- [AIM 1] In the loan agreement amendment below, what is the aggregate cap on Indebtedness from build-to-suit transactions?
- [AIM 2] Reproduce the part of the loan agreement amendment starting at "11. Section 9.6" and ending at "of the Code.".

- [DOCUMENT TEXT]

↓↓↓

10. Section 9.3(f) of the Loan Agreement is hereby deleted in its entirety and
replaced with the following Sections 9.3(f) and (g):
9
<PAGE>
(f) Indebtedness incurred by a Subsidiary of KREG in connection with
the acquisition of a company involved in the development, entitlement or
construction of residential housing or commercial projects or in connection
with a Quick Flip Transaction, or an Asset Purchase Transaction permitted
hereunder; provided that such Indebtedness is expressly non-recourse to KREG,
Signal and the Guarantors and is not secured by any of the Collateral or the
Bolsa Chica Project and provided further that the Lender shall have consented
to the incurrence of such Indebtedness, which consent shall not be
unreasonably withheld, conditioned or delayed; and
(g) Indebtedness in connection with build-to-suit transactions incurred
by KREG Operating Company or its Subsidiaries, including guarantees of
completion made in connection with such build-to-suit transactions; provided
that the Indebtedness resulting from such build-to-suit transactions does not
in the aggregate exceed $20,000,000.
11. Section 9.6 of the Loan Agreement is hereby deleted in its entirety and
replaced with the following
9.6 USE OF LOAN PROCEEDS. The amounts funded hereunder shall be used
solely for the purpose of paying for Construction Costs incurred by Signal
and approved by the Lender, which approval shall not be unreasonably
withheld, conditioned, or delayed, in connection with the construction of the
Eagle Crest Project Infrastructure. KREG and Signal agree that the Loan is a
"construction loan" as used in Section 6323(c)(2) of the Code.
12. Section 13.13 of the Loan Agreement is hereby deleted in its entirety
and replaced with the following:
13.13 RELEASE OF CERTAIN COLLATERAL. Signal will from time to time
during the term of the Loan have the right to sell (i) home sites at the
Eagle Crest Project in accordance with a disposition plan approved by the
Lender for not less than:
(1) $53,000 in Net Cash Proceeds per individual Product I lot (77
lots total);
(2) $53,000 in Net Cash Proceeds per individual Product II lot (126
lots total);
10
<PAGE>
(3) $40,000 in Net Cash Proceeds per individual Product III lot (136
lots total);
(4) $30,000 in Net Cash Proceeds per individual Product IV lot (109
lots total); and
(5) $120,000 in Net Cash Proceeds per individual Custom Lot (20 lots
total);
(which lots are set forth in the existing subdivision plans therefor), (ii)
the golf course at the Eagle Crest Project for not less than $7,000,000 in
Net Cash Proceeds and (iii) the Fairbanks Highlands Project for not less than
$7,000,000 in Net Cash Proceeds (any of the foregoing shall be referred to
herein as a "PERMITTED SALE"). Signal and the Lender contemplate that the
real property that is the subject of any such Permitted Sale shall be
Released from the Lien of the Mortgage encumbering such Collateral Property.

↑↑↑

- [DATA SECTION]
↓↓↓

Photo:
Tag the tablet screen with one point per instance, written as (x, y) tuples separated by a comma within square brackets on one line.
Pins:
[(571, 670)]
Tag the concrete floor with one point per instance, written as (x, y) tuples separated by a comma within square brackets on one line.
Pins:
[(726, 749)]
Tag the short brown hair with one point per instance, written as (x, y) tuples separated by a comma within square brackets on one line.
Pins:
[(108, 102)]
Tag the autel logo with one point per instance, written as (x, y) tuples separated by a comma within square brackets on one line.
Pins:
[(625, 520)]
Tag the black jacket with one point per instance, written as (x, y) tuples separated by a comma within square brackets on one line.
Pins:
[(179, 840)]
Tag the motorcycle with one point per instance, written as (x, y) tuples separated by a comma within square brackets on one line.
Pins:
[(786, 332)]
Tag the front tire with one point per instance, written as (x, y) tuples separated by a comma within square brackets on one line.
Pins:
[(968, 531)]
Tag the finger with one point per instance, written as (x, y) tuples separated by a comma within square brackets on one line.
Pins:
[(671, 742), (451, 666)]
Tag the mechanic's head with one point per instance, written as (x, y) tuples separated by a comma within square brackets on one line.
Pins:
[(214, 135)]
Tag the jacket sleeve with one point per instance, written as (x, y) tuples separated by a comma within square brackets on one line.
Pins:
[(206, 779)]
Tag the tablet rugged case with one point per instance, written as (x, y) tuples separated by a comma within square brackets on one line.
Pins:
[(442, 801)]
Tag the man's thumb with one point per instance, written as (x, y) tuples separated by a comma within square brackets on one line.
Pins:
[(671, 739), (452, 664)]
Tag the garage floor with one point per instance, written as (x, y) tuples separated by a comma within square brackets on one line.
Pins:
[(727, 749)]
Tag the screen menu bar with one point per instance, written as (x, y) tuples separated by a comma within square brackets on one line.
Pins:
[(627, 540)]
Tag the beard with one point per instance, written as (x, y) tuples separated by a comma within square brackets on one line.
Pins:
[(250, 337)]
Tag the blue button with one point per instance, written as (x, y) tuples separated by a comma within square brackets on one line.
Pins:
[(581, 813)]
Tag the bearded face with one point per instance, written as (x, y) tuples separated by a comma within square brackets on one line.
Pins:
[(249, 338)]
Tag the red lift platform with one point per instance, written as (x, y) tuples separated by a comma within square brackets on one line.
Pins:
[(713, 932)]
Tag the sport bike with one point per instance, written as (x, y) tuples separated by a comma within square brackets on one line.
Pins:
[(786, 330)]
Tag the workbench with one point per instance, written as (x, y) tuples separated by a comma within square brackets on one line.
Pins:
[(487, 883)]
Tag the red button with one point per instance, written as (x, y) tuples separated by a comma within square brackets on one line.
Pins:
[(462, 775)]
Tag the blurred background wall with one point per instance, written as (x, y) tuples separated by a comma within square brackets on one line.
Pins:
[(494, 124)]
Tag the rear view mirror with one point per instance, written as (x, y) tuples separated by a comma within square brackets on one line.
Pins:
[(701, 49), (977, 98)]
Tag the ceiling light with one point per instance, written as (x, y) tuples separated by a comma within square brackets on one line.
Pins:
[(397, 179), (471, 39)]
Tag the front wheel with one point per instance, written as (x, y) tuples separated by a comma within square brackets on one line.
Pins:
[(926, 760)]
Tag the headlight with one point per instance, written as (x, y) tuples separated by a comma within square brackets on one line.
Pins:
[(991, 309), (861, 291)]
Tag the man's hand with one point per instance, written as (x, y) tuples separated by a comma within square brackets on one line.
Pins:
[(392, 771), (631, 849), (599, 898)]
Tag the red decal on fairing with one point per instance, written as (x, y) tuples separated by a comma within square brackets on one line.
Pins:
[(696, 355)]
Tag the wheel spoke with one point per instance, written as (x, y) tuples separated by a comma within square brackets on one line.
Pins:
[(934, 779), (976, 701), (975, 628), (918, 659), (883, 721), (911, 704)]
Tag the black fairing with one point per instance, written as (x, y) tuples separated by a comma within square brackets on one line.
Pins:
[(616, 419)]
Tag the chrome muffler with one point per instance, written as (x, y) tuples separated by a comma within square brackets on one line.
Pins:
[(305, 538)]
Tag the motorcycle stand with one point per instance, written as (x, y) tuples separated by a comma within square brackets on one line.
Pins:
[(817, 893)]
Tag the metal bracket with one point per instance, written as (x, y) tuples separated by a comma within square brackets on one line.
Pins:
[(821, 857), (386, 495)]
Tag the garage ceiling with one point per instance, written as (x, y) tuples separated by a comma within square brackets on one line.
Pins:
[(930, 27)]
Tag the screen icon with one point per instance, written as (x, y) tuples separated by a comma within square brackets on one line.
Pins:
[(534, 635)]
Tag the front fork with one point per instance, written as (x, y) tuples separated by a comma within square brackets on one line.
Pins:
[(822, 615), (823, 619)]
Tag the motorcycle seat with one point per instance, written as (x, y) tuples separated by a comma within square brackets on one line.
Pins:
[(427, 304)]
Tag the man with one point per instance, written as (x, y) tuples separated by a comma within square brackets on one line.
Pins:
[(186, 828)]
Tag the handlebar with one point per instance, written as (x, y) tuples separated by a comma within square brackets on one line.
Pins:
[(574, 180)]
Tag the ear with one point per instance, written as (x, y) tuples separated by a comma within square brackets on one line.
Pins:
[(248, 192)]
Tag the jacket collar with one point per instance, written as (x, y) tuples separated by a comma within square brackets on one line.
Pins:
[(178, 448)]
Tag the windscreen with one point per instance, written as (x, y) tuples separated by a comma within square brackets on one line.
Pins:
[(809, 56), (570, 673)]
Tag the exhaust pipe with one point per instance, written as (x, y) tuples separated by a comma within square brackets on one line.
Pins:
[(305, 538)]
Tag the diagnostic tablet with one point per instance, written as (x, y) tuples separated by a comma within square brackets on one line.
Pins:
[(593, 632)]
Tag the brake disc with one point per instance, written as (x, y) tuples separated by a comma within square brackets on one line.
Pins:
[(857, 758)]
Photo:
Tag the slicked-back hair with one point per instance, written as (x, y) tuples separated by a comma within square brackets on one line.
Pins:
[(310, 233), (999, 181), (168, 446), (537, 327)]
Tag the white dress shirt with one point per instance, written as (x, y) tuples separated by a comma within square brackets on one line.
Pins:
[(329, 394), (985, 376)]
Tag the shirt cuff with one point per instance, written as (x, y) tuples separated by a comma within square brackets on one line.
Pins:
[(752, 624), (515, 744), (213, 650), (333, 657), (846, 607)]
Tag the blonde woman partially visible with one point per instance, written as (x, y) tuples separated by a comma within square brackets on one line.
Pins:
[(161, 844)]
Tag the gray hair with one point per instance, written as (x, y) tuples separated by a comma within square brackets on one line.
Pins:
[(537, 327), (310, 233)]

↑↑↑

- [WORKED ANSWER 1] $20,000,000

- [WORKED ANSWER 2]
11. Section 9.6 of the Loan Agreement is hereby deleted in its entirety and
replaced with the following
9.6 USE OF LOAN PROCEEDS. The amounts funded hereunder shall be used
solely for the purpose of paying for Construction Costs incurred by Signal
and approved by the Lender, which approval shall not be unreasonably
withheld, conditioned, or delayed, in connection with the construction of the
Eagle Crest Project Infrastructure. KREG and Signal agree that the Loan is a
"construction loan" as used in Section 6323(c)(2) of the Code.